■ **YOUR OBJECTIVE**: Write out, word for word, the part of the passage on the EU-U.S. data privacy adequacy decision between "The European Commission" and "in March 2022.", inclusive.

■ **PASSAGE SHOWN**:
⟨
The European Commission launched the process towards the adoption of an adequacy decision for the EU-U.S. Data Privacy Framework, which will foster safe trans-Atlantic data flows and address the concerns raised by the Court of Justice of the European Union in its Schrems II decision of July 2020.
Today’s draft decision follows the signature of a US Executive Order by President Biden on 7 October 2022, along with the regulations issued by the US Attorney General Merrick Garland. These two instruments implemented into US law the agreement in principle announced by President von der Leyen and President Biden in March 2022.
The draft adequacy decision, which reflects the assessment by the Commission of the US legal framework and concludes that it provides comparable safeguards to those of the EU, has now been published and transmitted to the European Data Protection Board (EDPB) for its opinion. The draft decision concluded that the United States ensures an adequate level of protection for personal data transferred from the EU to US companies.
⟩
■ **DATA**:
⟨
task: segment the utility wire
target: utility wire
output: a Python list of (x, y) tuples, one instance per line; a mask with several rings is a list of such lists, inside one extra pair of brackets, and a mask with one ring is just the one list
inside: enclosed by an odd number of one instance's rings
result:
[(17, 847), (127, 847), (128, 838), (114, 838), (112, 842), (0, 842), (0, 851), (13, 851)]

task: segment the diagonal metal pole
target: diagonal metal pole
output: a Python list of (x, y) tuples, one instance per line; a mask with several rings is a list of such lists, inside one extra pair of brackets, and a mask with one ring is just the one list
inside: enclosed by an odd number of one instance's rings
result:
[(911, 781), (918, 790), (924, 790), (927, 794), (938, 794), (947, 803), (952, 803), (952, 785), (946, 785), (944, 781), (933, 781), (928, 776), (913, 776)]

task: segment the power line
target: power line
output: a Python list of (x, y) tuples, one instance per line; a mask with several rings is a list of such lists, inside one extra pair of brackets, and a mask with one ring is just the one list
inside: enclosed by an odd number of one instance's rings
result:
⟩
■ **ANSWER BOX**:
The European Commission launched the process towards the adoption of an adequacy decision for the EU-U.S. Data Privacy Framework, which will foster safe trans-Atlantic data flows and address the concerns raised by the Court of Justice of the European Union in its Schrems II decision of July 2020.
Today’s draft decision follows the signature of a US Executive Order by President Biden on 7 October 2022, along with the regulations issued by the US Attorney General Merrick Garland. These two instruments implemented into US law the agreement in principle announced by President von der Leyen and President Biden in March 2022.